Exercise aim: Copy each of the entries below faithfully, setting aside any pictures.

+ + + + +

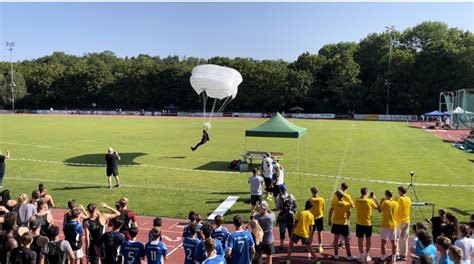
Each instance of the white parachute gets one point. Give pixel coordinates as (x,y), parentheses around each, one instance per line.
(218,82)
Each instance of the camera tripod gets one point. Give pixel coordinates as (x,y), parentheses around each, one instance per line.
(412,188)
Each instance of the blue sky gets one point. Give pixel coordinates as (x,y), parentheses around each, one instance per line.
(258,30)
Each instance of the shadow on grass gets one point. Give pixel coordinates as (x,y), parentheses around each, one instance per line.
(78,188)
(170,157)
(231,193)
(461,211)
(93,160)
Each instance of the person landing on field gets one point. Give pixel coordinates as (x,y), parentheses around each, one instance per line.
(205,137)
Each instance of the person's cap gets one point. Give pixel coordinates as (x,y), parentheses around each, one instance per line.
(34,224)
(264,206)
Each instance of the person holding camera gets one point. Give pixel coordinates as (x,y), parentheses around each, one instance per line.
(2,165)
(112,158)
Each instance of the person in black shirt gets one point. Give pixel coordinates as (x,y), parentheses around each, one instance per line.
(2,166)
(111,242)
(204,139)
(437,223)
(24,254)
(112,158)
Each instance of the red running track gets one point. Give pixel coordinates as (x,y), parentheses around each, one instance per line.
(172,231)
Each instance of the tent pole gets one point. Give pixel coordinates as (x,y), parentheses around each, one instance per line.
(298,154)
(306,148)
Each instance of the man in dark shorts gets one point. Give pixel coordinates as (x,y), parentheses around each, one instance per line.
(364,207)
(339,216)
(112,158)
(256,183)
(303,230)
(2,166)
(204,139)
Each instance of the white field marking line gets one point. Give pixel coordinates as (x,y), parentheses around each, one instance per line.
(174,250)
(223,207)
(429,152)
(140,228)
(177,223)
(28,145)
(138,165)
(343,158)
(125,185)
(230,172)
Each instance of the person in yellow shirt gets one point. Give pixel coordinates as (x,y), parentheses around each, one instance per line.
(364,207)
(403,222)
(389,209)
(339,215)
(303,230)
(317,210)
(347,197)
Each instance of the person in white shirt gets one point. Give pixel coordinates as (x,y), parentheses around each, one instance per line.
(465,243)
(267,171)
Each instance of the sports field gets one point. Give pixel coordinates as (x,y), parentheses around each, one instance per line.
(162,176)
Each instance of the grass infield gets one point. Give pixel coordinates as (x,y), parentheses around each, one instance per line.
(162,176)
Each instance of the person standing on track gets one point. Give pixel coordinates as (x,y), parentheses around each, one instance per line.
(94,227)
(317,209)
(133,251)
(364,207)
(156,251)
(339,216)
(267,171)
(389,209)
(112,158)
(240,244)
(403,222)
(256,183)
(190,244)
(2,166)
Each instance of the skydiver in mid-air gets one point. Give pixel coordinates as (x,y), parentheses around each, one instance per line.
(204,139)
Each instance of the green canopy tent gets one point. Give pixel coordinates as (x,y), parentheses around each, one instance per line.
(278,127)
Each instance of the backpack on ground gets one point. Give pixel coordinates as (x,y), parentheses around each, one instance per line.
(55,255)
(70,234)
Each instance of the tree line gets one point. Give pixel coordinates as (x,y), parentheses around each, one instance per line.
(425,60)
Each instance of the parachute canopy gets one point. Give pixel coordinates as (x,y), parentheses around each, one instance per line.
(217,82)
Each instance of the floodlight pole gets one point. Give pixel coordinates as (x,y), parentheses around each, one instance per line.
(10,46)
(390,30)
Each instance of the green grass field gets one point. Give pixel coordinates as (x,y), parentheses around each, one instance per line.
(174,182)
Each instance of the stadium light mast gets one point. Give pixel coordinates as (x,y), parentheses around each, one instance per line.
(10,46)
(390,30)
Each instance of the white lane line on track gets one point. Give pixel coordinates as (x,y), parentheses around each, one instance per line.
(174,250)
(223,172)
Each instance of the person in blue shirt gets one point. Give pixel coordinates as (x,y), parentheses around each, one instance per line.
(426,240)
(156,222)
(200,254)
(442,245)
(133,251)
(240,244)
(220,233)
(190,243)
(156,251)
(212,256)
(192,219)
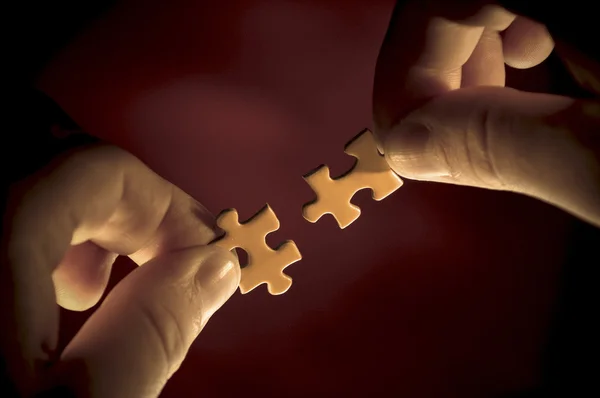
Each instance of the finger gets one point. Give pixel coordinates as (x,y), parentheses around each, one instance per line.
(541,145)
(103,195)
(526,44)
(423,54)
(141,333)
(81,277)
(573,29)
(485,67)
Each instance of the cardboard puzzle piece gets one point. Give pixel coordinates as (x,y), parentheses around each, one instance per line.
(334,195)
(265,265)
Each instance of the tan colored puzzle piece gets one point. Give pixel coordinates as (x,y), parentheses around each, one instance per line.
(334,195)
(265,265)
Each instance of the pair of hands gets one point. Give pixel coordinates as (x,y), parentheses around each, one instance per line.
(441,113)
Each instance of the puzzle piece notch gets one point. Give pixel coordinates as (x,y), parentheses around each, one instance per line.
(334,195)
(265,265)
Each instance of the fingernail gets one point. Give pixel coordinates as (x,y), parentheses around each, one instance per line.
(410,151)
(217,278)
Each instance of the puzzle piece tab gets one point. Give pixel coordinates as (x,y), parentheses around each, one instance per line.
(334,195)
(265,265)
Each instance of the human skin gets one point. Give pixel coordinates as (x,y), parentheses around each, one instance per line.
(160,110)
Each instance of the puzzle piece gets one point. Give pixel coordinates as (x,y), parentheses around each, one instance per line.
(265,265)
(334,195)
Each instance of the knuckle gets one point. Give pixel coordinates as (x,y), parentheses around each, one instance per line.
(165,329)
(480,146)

+ + + + +

Answer area:
Each instance of the white parachute gets one point. Give pixel coordinates as (x,y), parentheses around each, one instance per line.
(218,82)
Each instance of the camera tripod gets one point. Give pixel coordinates as (x,y), parentheses around each, one instance per line.
(412,188)
Each instance of the blue sky gets one point. Give pixel coordinates as (x,y), parentheses around each, one instance per line.
(258,30)
Each instance of the shadow on grass gets one point. Give pixel coordinates as (x,y), parentheses around each, one instance per line.
(78,188)
(170,157)
(231,193)
(461,211)
(93,160)
Each instance of the person landing on field gets one point. Give pixel coordinates as (x,y), parentheses around each, one instance per line.
(205,137)
Each instance of the person's cap gets one point. Give pixel coordinates as (x,y), parentheses around each, one instance per line.
(34,224)
(264,206)
Each instance of the person holding camera gets one point. Give pixel coordinates as (x,y), parentheses around each, one instance per line.
(2,165)
(112,158)
Each instance of the person in black shirt gets one point. Give pixel coordinates as (x,y), parentheses around each, one instance per line.
(2,166)
(111,242)
(204,139)
(437,223)
(24,254)
(112,158)
Each instance of the red running track gets one point. Give pixel coordinates as (x,y), parentheses around each, one instance per line.
(172,231)
Each instance of the tent pole gets one point. Give pixel coordinates as (x,y), parentheses around each, one instance per line.
(298,154)
(306,148)
Each instance of the man in dark shorts gets one point. Give pixel coordinates as (x,y), parentheses around each, one instance per line.
(364,207)
(339,216)
(112,158)
(256,183)
(303,230)
(2,166)
(204,139)
Each instance of the white field marking line gets one point. Give pixel coordinates as (x,y), parentheses around each, one instance per line.
(174,250)
(223,207)
(429,152)
(140,228)
(177,223)
(28,145)
(138,165)
(343,158)
(125,185)
(230,172)
Each instance of the person in yellow shirt gets one point. Give pixel coordinates as (x,y), parentheses around each, one instance per line.
(364,207)
(403,222)
(389,209)
(339,215)
(303,230)
(317,210)
(347,197)
Each instance of the person in white shirt gets one point. Give pixel coordinates as (x,y), parentheses around each, one instance per line.
(465,243)
(267,171)
Each instance of the sports field gets one point. Give pixel coordinates as (x,y), parentheses around each, one instance per line.
(162,176)
Each instance of the grass infield gets one point. Give pixel coordinates as (x,y), parentheses around each, one instance per line.
(162,176)
Each instance of the person standing on track gets one point. Give pixel coordinates as (x,y), parentheses around each, one instance per line.
(94,227)
(317,209)
(133,251)
(364,207)
(156,251)
(339,216)
(267,171)
(389,209)
(112,158)
(240,244)
(403,222)
(256,183)
(190,244)
(2,166)
Each instance of the skydiver in mid-air gets one point. Give pixel coordinates as (x,y), parentheses around each, one instance per line.
(204,139)
Each instance of the green canopy tent gets one point. Give pixel coordinates as (x,y), parentheses around each, one instance per line.
(278,127)
Each instance of the backpack on ground gets one point. Give pixel coordinates as (x,y), parentheses around each, one instance per line.
(55,255)
(70,234)
Each instance of the tree line gets one point. Give pixel coordinates as (x,y), parentheses around each, one instance per line.
(425,60)
Each instance of the parachute canopy gets one point. Give pixel coordinates as (x,y), parentheses around each, one instance per line.
(217,82)
Each instance of the floodlight pole gets one point. Give pixel coordinates as (x,y), parentheses around each, one instance per line.
(10,46)
(390,30)
Each instance of the green grass field gets one point. Give pixel coordinates as (x,y), parentheses around each, one instance per line.
(174,182)
Each instance of the stadium light mast gets one point. Give pixel coordinates as (x,y), parentheses around each, one instance per line.
(10,46)
(390,30)
Each instance of the white lane line on track gets one point. Give pixel coordinates as (x,y), parentheses around each, one instance per line.
(174,250)
(223,172)
Each instance of the person in blue shirt gets one point. Give pixel coordinates as (x,y), parentheses around each, one instance per line.
(426,240)
(156,222)
(200,254)
(442,245)
(133,251)
(240,244)
(220,233)
(190,243)
(156,251)
(212,256)
(192,219)
Each instance of the finger gets one point. Give pixel coordinates as (x,y), parentheses around each, one instance per line.
(541,145)
(103,195)
(526,44)
(423,54)
(141,333)
(81,277)
(573,29)
(485,67)
Each instance of the cardboard puzzle piece gets one point. Give pixel coordinates as (x,y), parentheses around each, one instance per line.
(334,195)
(265,265)
Each instance of the tan colored puzzle piece gets one point. Give pixel coordinates as (x,y), parentheses around each, one instance per line.
(334,195)
(265,265)
Each instance of the pair of hands gets one point. Give pixel coordinates as (x,y), parentheses around each, one instance per line.
(441,113)
Each instance of the puzzle piece notch gets one point. Give pixel coordinates as (x,y), parentheses around each, one instance per line.
(334,195)
(265,265)
Each instance of the fingernail gets one point. Give pixel coordinates as (x,y), parentheses around each, one instance per line.
(410,151)
(217,278)
Each instance of the puzzle piece tab gets one point. Give pixel coordinates as (x,y), parentheses around each, one instance per line.
(334,195)
(265,265)
Each instance of the human skin gets one point. Give pixel coordinates as (x,y), parentheses around each, one instance per line.
(160,110)
Each instance of the puzzle piece gets one point. Give pixel coordinates as (x,y), parentheses around each, one instance per line.
(265,265)
(334,195)
Each instance of the knuckle gets one point. Give pixel coordinates as (x,y), parentheses around each, one instance per line.
(165,329)
(480,146)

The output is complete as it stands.